Le grandi dimissioni sono ancora in pieno svolgimento, ha scritto Cnbc. In effetti i numeri degli abbandoni continuano a crescere. A febbraio, secondo i dati del Dipartimento Usa, oltre 4 milioni di persone hanno lasciato il posto: si tratta di circa 100mila lavoratori  in più rispetto a quelli che hanno rassegnato le dimissioni a gennaio, e poco meno del record di 4,5 milioni raggiunto lo scorso novembre. Anche le opportunità di lavoro, come le dimissioni, si sono mantenute a livelli record, contribuendo ad alimentare la fiducia delle persone nella mobilità lavorativa. A febbraio le aziende hanno aperto 11,3 milioni di posizioni, un numero sostanzialmente invariato rispetto a gennaio, e intanto il tasso di disoccupazione si è abbassato al minimo di due anni al 3,6% (Reuters). 

Visioni opposte

Secondo Anthony Klotz, professore della Texas University, nonché colui che per primo ha parlato di “great resignation”, il fenomeno è destinato a verificarsi anche nei prossimi anni. Ma per alcuni parlare di grandi dimissioni è fuorviante (Harvard Business Review). Secondo l’economista Paul Krugman, che ne ha scritto sul New York Times, la narrativa delle grandi dimissioni è “semplicemente inconsistente”. Primo perché tra i lavoratori più lontani dalla pensione – quelli tra i 25 e i 54 anni – il tasso di occupazione è aumentato anziché diminuire. Secondo perché le persone abbandonano il loro posto per accettare una proposta migliore e non per smettere di lavorare. Terzo, ma non meno importante, perchè durante la pandemia il numero di immigrati è diminuito e allo stesso tempo molti lavoratori sono stati inquadrati come formalmente autonomi, pur comportandosi da dipendenti. 

Fotografia italiana

Come c’era da aspettarsi, in Italia il fenomeno delle grandi dimissioni non regge il confronto con quanto sta accadendo negli Stati Uniti. Però va riconosciuto che anche nel nostro Paese un piccolo boom c’è stato, scrive il Corriere. La tendenza a cercare soluzioni più adatte alle proprie esigenze si è confermata anche in Italia, non esattamente un Paese noto per la mobilità lavorativa.

Nel 2021, secondo i dati del ministero del Lavoro, si sono contati 2 milioni di abbandoni volontari. Un aumento del 33% rispetto all’anno precedente. E nel 2022 i numeri potrebbero confermare il trend crescente. Secondo le stime di McKinsey e Microsoft, per esempio, più del 40% dei lavoratori a livello mondiale intende cambiare lavoro nei prossimi mesi.

# [COMPITO ASSEGNATO]
Riproduca parola per parola il passo dell'articolo sulle grandi dimissioni che va da "Fotografia italiana" a "nei prossimi mesi.".

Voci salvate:
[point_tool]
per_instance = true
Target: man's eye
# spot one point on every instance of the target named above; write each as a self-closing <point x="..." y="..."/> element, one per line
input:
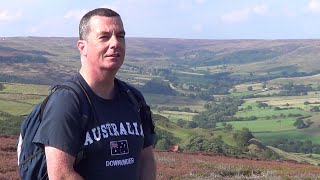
<point x="104" y="37"/>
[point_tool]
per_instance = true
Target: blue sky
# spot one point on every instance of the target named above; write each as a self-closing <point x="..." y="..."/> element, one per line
<point x="189" y="19"/>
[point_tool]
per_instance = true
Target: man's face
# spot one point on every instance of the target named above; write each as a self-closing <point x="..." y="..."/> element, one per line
<point x="106" y="43"/>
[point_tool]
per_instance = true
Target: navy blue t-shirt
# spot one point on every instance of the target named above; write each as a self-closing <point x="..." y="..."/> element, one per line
<point x="112" y="142"/>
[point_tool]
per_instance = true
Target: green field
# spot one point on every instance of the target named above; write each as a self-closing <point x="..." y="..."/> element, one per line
<point x="271" y="125"/>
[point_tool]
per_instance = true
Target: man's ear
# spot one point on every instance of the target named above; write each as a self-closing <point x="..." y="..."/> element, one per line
<point x="82" y="46"/>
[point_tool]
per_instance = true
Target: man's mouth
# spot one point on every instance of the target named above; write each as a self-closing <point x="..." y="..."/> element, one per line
<point x="113" y="55"/>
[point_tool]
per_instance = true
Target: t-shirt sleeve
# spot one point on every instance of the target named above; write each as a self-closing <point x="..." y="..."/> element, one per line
<point x="149" y="128"/>
<point x="60" y="126"/>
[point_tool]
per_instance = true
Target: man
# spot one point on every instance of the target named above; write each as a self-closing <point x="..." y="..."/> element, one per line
<point x="115" y="144"/>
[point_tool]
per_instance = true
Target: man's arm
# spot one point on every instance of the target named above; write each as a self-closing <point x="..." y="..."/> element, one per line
<point x="60" y="164"/>
<point x="148" y="164"/>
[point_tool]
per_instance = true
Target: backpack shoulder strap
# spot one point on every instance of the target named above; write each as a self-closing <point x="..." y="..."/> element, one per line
<point x="124" y="87"/>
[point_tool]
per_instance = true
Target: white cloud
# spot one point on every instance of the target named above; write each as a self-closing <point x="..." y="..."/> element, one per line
<point x="261" y="9"/>
<point x="244" y="14"/>
<point x="236" y="16"/>
<point x="200" y="1"/>
<point x="6" y="16"/>
<point x="197" y="27"/>
<point x="75" y="14"/>
<point x="314" y="6"/>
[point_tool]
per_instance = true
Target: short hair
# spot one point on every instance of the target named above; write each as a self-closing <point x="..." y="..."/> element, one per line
<point x="84" y="26"/>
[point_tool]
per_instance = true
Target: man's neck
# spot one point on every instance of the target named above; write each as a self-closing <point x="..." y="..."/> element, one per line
<point x="101" y="84"/>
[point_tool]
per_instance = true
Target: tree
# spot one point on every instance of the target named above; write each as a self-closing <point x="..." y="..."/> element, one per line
<point x="163" y="144"/>
<point x="299" y="124"/>
<point x="315" y="109"/>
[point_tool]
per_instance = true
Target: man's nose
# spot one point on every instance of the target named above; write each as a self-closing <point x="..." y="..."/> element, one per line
<point x="114" y="41"/>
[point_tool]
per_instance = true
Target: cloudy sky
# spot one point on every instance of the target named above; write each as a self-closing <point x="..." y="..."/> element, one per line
<point x="191" y="19"/>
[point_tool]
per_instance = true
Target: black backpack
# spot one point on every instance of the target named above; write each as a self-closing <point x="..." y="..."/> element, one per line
<point x="31" y="157"/>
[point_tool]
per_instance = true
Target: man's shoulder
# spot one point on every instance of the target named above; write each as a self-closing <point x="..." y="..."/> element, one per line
<point x="129" y="86"/>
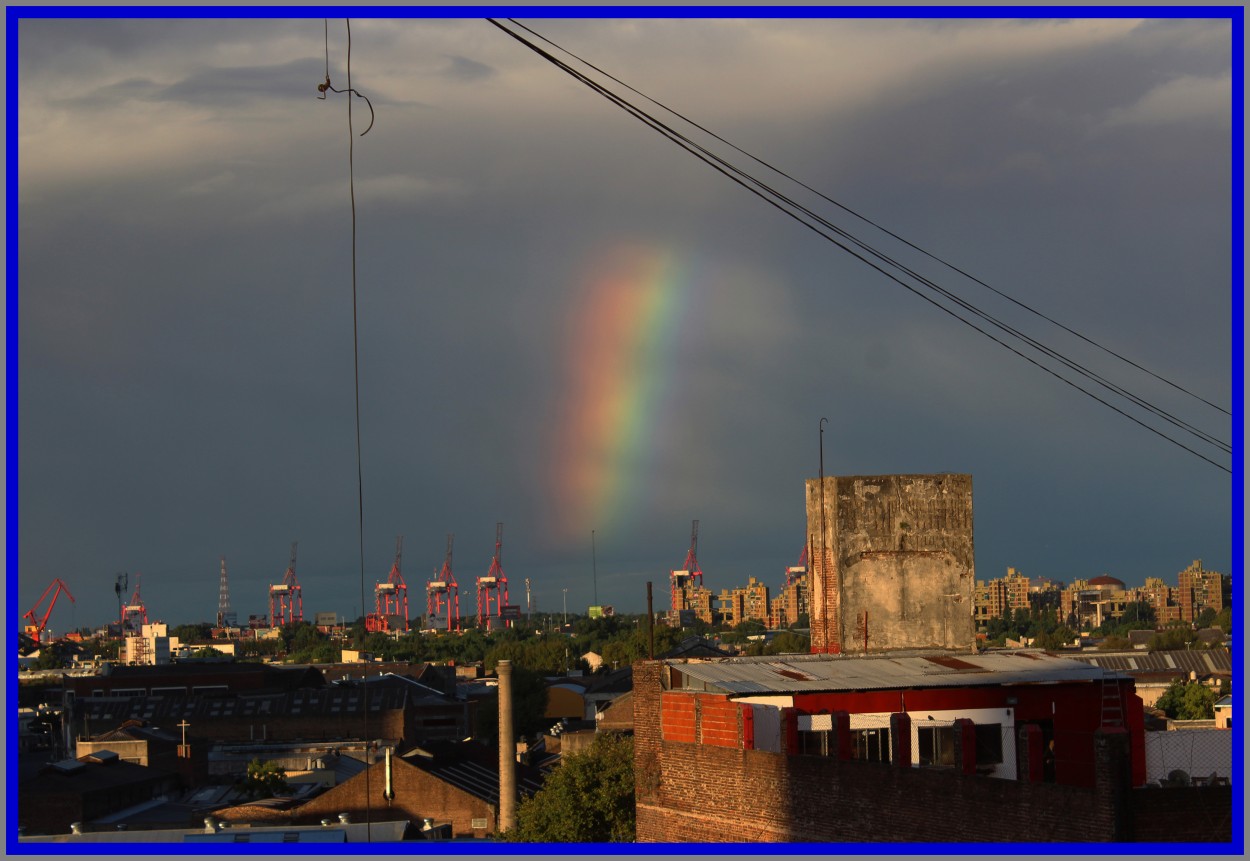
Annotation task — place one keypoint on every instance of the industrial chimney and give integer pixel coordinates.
(506, 750)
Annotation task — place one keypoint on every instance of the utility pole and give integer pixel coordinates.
(824, 550)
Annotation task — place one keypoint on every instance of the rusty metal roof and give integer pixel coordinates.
(794, 674)
(1175, 661)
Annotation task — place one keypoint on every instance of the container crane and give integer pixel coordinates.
(689, 574)
(36, 626)
(493, 587)
(391, 596)
(286, 599)
(134, 615)
(443, 595)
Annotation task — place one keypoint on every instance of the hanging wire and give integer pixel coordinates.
(355, 359)
(871, 223)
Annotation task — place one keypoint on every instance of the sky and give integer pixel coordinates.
(569, 325)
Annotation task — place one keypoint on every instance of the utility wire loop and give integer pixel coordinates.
(324, 88)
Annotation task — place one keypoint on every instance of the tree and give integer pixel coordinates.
(1188, 701)
(264, 780)
(588, 799)
(51, 656)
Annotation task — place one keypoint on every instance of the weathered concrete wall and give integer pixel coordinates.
(898, 561)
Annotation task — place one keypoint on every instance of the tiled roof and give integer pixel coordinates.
(330, 701)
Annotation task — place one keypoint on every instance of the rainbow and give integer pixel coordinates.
(620, 353)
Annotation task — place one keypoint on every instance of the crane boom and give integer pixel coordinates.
(36, 626)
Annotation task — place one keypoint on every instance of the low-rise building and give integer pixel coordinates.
(906, 746)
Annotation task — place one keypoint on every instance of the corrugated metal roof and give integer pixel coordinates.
(795, 674)
(1176, 661)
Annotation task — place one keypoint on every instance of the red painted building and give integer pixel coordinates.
(1013, 715)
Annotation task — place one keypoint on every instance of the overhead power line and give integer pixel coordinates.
(886, 265)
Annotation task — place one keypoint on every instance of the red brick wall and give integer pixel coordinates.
(705, 792)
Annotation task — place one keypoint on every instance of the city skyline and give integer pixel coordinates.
(566, 324)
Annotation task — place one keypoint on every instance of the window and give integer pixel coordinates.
(816, 742)
(871, 745)
(989, 744)
(935, 745)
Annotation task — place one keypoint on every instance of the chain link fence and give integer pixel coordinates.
(1189, 757)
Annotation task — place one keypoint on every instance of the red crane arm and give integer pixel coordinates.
(59, 585)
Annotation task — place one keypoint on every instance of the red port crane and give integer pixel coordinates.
(795, 571)
(35, 630)
(689, 572)
(286, 599)
(134, 615)
(391, 597)
(443, 595)
(493, 587)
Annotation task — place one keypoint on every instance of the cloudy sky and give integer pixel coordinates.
(569, 325)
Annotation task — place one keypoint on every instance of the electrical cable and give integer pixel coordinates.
(874, 224)
(800, 213)
(355, 358)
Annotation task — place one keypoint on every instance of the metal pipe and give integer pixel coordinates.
(506, 750)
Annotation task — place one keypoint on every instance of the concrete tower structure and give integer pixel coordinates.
(890, 561)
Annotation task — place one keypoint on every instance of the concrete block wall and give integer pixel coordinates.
(899, 562)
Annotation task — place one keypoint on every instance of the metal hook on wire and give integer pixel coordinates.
(323, 88)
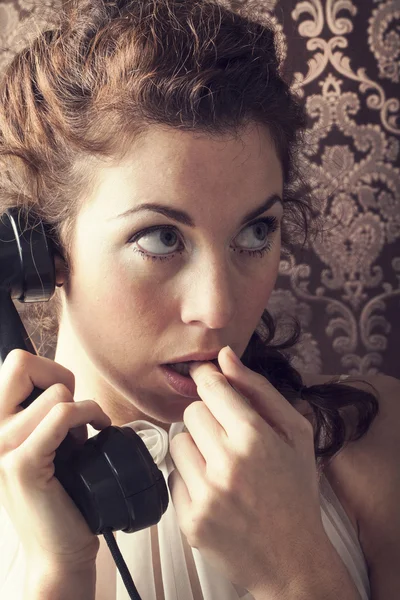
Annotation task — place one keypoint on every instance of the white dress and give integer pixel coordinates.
(162, 564)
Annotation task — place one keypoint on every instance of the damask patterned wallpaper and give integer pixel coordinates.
(343, 57)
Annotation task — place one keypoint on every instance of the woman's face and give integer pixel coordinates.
(148, 288)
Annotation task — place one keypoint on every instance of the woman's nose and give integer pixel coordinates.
(210, 295)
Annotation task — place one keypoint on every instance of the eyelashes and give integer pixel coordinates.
(271, 223)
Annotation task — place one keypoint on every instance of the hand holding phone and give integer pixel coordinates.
(51, 528)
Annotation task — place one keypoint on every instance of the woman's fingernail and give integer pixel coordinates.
(234, 358)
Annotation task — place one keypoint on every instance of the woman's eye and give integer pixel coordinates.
(158, 240)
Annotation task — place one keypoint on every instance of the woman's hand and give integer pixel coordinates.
(52, 530)
(245, 488)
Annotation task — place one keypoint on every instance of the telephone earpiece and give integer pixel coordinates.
(112, 478)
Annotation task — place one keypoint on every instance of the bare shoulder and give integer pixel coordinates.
(366, 479)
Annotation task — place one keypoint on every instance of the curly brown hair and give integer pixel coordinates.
(78, 95)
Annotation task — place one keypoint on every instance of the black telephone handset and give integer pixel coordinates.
(112, 477)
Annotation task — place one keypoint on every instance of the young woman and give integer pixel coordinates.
(158, 140)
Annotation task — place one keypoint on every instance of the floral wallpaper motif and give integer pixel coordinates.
(343, 58)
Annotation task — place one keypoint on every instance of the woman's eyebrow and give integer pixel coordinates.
(183, 217)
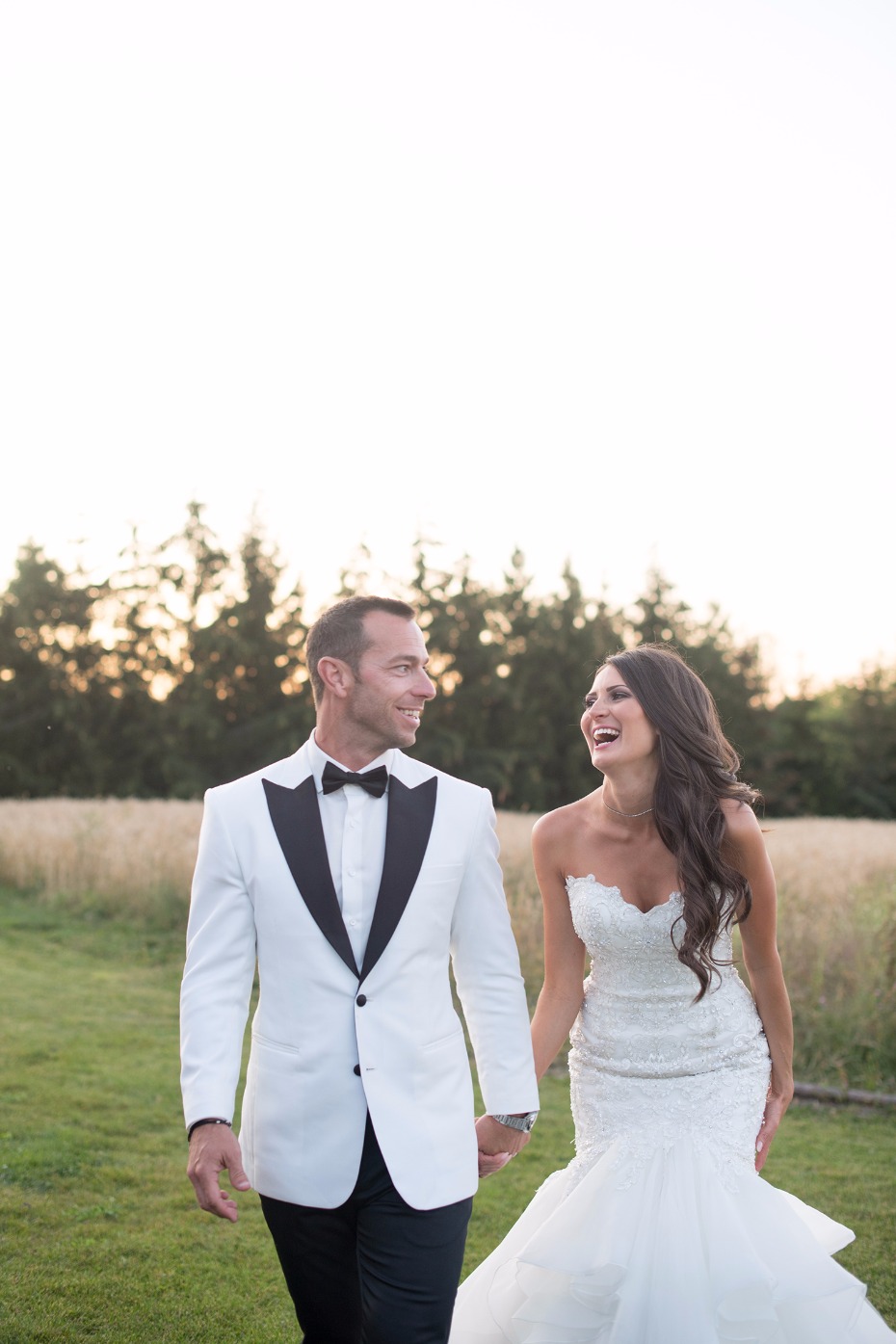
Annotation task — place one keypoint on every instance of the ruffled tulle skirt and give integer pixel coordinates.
(663, 1252)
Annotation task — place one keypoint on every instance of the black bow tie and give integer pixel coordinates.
(374, 781)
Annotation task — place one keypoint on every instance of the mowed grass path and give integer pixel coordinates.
(99, 1237)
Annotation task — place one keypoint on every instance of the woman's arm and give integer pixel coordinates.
(758, 937)
(562, 993)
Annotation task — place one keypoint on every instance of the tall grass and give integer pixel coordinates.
(835, 881)
(837, 937)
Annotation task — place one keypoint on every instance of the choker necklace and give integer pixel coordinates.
(630, 815)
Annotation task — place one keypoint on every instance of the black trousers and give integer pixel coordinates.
(372, 1270)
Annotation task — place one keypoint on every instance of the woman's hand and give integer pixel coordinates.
(776, 1108)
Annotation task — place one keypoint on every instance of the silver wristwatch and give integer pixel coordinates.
(523, 1122)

# [LA SUA SOLUZIONE]
Fotografia italiana

Come c’era da aspettarsi, in Italia il fenomeno delle grandi dimissioni non regge il confronto con quanto sta accadendo negli Stati Uniti. Però va riconosciuto che anche nel nostro Paese un piccolo boom c’è stato, scrive il Corriere. La tendenza a cercare soluzioni più adatte alle proprie esigenze si è confermata anche in Italia, non esattamente un Paese noto per la mobilità lavorativa.

Nel 2021, secondo i dati del ministero del Lavoro, si sono contati 2 milioni di abbandoni volontari. Un aumento del 33% rispetto all’anno precedente. E nel 2022 i numeri potrebbero confermare il trend crescente. Secondo le stime di McKinsey e Microsoft, per esempio, più del 40% dei lavoratori a livello mondiale intende cambiare lavoro nei prossimi mesi.